▶ [Given problem 1]: Find every line in the listing below that contains the word "bearded", and copy each of those lines.

▶ [Text provided]:
---

Outdoor Walking Access Report to the Minister for Rural Affairs

3 Identified access issues

Consultation by the Panel in 2006, and by the Land Access Ministerial Reference Group in 2003, identified the following problems with existing access arrangements.

  • Existing water margin reservations consist of various different legal forms, with differing rights of access.
  • Existing water margin reservations are incomplete, so that a significant proportion (possibly half) of the water margin is private land.
  • Much of the water margin reservation has been affected by erosion and accretion so that either it does not now provide water margin access or the original reservation has become separated from the water margin.
  • There is a lack of authoritative and readily available information about the location of public access.
  • Voluntary access arrangements can lack endurance and certainty.

In an attempt to overcome these problems the Government proposed, in 2004, to provide for a deemed right of access over a five-metre strip of land adjoining water margins. The Panel recognises that this proposal failed to take sufficient account of the property rights of potentially affected landholders. Nevertheless, access problems remain, and the Panel has looked at how they might be addressed.

---

▶ [Stored records]:
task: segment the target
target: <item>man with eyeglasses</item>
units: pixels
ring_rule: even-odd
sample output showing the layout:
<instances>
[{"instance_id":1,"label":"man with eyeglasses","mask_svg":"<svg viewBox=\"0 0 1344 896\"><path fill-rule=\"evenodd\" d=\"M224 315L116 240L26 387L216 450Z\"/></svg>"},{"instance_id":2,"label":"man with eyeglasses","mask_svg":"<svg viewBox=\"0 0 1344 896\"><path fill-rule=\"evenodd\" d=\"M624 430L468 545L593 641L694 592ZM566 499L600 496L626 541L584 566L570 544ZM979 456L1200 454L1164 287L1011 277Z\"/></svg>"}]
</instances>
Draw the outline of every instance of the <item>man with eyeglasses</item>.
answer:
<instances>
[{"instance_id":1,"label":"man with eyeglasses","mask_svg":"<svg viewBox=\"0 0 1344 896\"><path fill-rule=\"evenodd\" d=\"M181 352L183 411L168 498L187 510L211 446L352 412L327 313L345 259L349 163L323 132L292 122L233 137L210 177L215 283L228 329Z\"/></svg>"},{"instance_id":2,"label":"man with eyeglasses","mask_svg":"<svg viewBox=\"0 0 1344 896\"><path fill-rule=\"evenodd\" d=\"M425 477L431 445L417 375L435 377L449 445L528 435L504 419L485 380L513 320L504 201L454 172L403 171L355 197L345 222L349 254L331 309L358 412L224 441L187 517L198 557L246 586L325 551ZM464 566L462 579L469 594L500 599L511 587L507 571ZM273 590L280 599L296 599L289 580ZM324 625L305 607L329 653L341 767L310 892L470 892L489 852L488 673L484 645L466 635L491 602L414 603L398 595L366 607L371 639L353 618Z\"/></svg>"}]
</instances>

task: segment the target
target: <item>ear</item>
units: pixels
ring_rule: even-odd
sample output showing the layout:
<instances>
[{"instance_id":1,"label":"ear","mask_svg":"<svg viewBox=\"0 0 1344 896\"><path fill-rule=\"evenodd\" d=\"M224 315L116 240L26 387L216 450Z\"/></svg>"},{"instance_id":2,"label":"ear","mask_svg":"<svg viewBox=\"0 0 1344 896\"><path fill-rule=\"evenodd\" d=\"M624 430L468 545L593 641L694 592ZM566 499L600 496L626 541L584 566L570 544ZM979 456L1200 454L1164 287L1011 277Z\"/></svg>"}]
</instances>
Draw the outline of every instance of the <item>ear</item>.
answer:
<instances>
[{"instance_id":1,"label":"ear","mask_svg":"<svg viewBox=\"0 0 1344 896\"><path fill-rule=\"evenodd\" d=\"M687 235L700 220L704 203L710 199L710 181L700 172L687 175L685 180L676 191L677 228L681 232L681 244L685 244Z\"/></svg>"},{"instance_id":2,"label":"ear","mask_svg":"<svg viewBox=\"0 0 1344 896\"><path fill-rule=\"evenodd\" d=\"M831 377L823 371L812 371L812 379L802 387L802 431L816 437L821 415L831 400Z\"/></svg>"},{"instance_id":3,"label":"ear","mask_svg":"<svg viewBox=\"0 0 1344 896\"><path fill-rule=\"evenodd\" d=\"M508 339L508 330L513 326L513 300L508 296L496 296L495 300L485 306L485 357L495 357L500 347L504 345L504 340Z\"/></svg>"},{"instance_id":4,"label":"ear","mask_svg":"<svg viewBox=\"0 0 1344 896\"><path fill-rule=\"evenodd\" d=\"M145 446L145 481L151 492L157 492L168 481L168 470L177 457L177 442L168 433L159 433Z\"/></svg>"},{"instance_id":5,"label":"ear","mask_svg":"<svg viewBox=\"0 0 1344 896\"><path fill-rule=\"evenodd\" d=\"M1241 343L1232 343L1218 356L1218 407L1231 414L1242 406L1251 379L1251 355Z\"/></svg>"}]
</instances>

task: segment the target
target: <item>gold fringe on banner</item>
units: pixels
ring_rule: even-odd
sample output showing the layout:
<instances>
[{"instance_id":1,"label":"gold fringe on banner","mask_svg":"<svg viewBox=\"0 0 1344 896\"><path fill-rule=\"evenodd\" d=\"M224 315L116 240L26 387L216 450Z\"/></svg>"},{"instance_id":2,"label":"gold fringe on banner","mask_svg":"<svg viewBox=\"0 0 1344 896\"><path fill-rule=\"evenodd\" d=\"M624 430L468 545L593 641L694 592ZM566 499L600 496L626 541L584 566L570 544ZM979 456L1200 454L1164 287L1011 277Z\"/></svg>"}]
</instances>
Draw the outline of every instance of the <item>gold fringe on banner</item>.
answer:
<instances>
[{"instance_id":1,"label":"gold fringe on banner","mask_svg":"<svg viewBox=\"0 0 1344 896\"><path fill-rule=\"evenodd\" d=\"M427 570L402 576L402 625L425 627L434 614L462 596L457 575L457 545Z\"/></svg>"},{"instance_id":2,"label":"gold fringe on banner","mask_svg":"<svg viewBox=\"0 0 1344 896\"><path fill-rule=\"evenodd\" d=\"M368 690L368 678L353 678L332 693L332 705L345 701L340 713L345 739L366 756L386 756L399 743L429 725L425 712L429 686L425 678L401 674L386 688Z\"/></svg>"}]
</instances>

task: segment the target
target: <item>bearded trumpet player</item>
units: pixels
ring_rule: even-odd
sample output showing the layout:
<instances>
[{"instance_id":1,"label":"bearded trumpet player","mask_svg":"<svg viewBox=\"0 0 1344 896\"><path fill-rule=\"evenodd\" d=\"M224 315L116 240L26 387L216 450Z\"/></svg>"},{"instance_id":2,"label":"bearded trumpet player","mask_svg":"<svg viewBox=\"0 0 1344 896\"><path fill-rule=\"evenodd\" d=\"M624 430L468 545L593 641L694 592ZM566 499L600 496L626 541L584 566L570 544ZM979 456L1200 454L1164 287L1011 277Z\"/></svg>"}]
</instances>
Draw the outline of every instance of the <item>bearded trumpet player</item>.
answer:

---

▶ [Given problem 2]: Please rewrite the passage of the access report above between "3 Identified access" and "rights of access.", inclusive, changing "Panel" to "Committee".

▶ [Complete response 1]:
target: <item>bearded trumpet player</item>
[{"instance_id":1,"label":"bearded trumpet player","mask_svg":"<svg viewBox=\"0 0 1344 896\"><path fill-rule=\"evenodd\" d=\"M224 315L116 240L26 387L216 450Z\"/></svg>"},{"instance_id":2,"label":"bearded trumpet player","mask_svg":"<svg viewBox=\"0 0 1344 896\"><path fill-rule=\"evenodd\" d=\"M624 430L468 545L593 641L694 592ZM566 499L600 496L626 541L584 566L570 544ZM979 456L1200 454L1164 287L1011 277Z\"/></svg>"}]
Draw the outline of every instance of the <item>bearded trumpet player</item>.

▶ [Complete response 2]:
3 Identified access issues

Consultation by the Committee in 2006, and by the Land Access Ministerial Reference Group in 2003, identified the following problems with existing access arrangements.

  • Existing water margin reservations consist of various different legal forms, with differing rights of access.